[[ Study material open ]]
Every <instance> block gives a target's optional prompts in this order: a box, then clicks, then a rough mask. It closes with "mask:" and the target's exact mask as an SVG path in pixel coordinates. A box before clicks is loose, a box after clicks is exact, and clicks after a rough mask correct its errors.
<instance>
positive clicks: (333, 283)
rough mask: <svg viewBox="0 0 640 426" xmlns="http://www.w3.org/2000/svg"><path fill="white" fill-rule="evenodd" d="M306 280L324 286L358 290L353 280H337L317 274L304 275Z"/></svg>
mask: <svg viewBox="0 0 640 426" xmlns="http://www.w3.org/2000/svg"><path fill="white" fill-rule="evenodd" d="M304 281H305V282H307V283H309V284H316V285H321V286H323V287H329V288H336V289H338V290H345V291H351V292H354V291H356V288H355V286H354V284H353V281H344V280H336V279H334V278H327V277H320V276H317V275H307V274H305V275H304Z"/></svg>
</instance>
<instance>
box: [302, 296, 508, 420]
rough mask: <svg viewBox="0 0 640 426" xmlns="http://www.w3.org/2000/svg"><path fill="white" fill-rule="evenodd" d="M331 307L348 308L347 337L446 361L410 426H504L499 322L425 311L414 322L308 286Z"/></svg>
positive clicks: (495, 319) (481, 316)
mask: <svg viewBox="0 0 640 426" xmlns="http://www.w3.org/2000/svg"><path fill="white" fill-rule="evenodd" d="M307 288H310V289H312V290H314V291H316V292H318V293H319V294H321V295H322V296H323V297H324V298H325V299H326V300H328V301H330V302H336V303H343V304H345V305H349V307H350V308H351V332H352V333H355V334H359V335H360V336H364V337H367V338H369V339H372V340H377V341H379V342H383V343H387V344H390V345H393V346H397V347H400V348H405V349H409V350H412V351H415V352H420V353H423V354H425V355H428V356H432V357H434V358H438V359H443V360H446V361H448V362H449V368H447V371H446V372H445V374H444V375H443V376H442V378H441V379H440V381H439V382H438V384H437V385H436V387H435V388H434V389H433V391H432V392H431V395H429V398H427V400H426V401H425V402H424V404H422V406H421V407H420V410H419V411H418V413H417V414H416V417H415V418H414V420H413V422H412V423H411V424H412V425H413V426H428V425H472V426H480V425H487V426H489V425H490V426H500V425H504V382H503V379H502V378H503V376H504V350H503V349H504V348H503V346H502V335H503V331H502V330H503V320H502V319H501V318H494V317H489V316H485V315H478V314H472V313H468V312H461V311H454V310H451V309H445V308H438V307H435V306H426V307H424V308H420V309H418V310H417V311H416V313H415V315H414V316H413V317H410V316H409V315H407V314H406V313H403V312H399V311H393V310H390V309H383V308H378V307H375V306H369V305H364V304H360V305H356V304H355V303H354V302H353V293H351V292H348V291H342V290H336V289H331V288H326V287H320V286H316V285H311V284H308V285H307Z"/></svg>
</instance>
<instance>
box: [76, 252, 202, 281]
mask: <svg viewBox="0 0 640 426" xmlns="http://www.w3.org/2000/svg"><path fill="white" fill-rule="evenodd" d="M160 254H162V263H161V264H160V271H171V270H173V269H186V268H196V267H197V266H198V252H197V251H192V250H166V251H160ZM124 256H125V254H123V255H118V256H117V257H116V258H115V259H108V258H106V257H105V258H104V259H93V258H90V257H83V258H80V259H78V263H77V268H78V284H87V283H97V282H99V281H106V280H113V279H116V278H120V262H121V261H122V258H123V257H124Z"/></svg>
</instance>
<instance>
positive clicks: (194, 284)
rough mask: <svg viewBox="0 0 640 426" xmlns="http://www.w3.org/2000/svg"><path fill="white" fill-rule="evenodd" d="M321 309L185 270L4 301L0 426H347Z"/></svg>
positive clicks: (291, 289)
[[ Study material closed ]]
**Task directions:**
Copy all the records exactly so that no character differs from the source.

**Answer to this task:**
Every <instance> block gives a target's optional prompts in this order: a box, then clicks, then a rough mask. It closes with "mask:" and the target's exact mask as an SVG path in pixel coordinates. A box before clicks is loose, a box after clicks is exact, and clicks after a rough mask correct its errors.
<instance>
positive clicks: (333, 283)
rough mask: <svg viewBox="0 0 640 426" xmlns="http://www.w3.org/2000/svg"><path fill="white" fill-rule="evenodd" d="M306 280L324 286L358 290L353 280H337L317 274L304 275Z"/></svg>
mask: <svg viewBox="0 0 640 426" xmlns="http://www.w3.org/2000/svg"><path fill="white" fill-rule="evenodd" d="M304 281H305V282H307V283H309V284H316V285H321V286H323V287H329V288H336V289H338V290H345V291H351V292H354V291H356V288H355V286H354V284H353V281H344V280H336V279H334V278H327V277H320V276H317V275H307V274H305V275H304Z"/></svg>
</instance>
<instance>
box: [302, 296, 508, 420]
rough mask: <svg viewBox="0 0 640 426" xmlns="http://www.w3.org/2000/svg"><path fill="white" fill-rule="evenodd" d="M331 307L348 308L347 337L446 361L410 426H504L499 322L425 311L414 322L308 286Z"/></svg>
positive clicks: (495, 319) (481, 316)
mask: <svg viewBox="0 0 640 426" xmlns="http://www.w3.org/2000/svg"><path fill="white" fill-rule="evenodd" d="M307 288H310V289H312V290H314V291H316V292H318V293H319V294H321V295H322V296H323V297H324V298H325V299H326V300H328V301H330V302H336V303H343V304H345V305H349V307H350V308H351V332H352V333H355V334H359V335H360V336H364V337H367V338H369V339H372V340H377V341H379V342H383V343H387V344H390V345H393V346H397V347H400V348H405V349H409V350H412V351H415V352H420V353H423V354H425V355H428V356H432V357H434V358H438V359H443V360H446V361H448V362H449V368H447V371H446V372H445V374H444V375H443V376H442V378H441V379H440V381H439V382H438V384H437V385H436V387H435V388H434V389H433V391H432V392H431V395H429V398H427V400H426V401H425V402H424V404H422V406H421V407H420V410H419V411H418V413H417V414H416V417H415V418H414V420H413V422H412V423H411V424H412V425H413V426H428V425H472V426H480V425H487V426H489V425H490V426H500V425H504V382H503V379H502V378H503V376H504V350H503V349H504V348H503V346H502V335H503V331H502V330H503V320H502V319H501V318H494V317H489V316H485V315H478V314H472V313H468V312H461V311H454V310H451V309H445V308H438V307H435V306H426V307H424V308H420V309H418V310H417V311H416V313H415V315H414V316H413V317H410V316H409V315H407V314H406V313H403V312H399V311H393V310H390V309H383V308H378V307H375V306H369V305H364V304H360V305H356V304H355V303H354V302H353V293H351V292H348V291H342V290H336V289H331V288H326V287H320V286H316V285H311V284H308V285H307Z"/></svg>
</instance>
<instance>
box: [76, 252, 202, 281]
mask: <svg viewBox="0 0 640 426" xmlns="http://www.w3.org/2000/svg"><path fill="white" fill-rule="evenodd" d="M160 254H162V263H161V264H160V271H171V270H173V269H186V268H196V267H197V266H198V252H197V251H192V250H166V251H160ZM124 256H125V254H123V255H118V256H117V257H116V258H115V259H108V258H106V257H105V258H104V259H93V258H90V257H83V258H80V259H78V263H77V268H78V284H87V283H97V282H99V281H106V280H113V279H116V278H120V262H121V261H122V258H123V257H124Z"/></svg>
</instance>
<instance>
positive clicks: (194, 284)
rough mask: <svg viewBox="0 0 640 426" xmlns="http://www.w3.org/2000/svg"><path fill="white" fill-rule="evenodd" d="M321 309L185 270L4 301L0 426H347Z"/></svg>
positive clicks: (291, 289)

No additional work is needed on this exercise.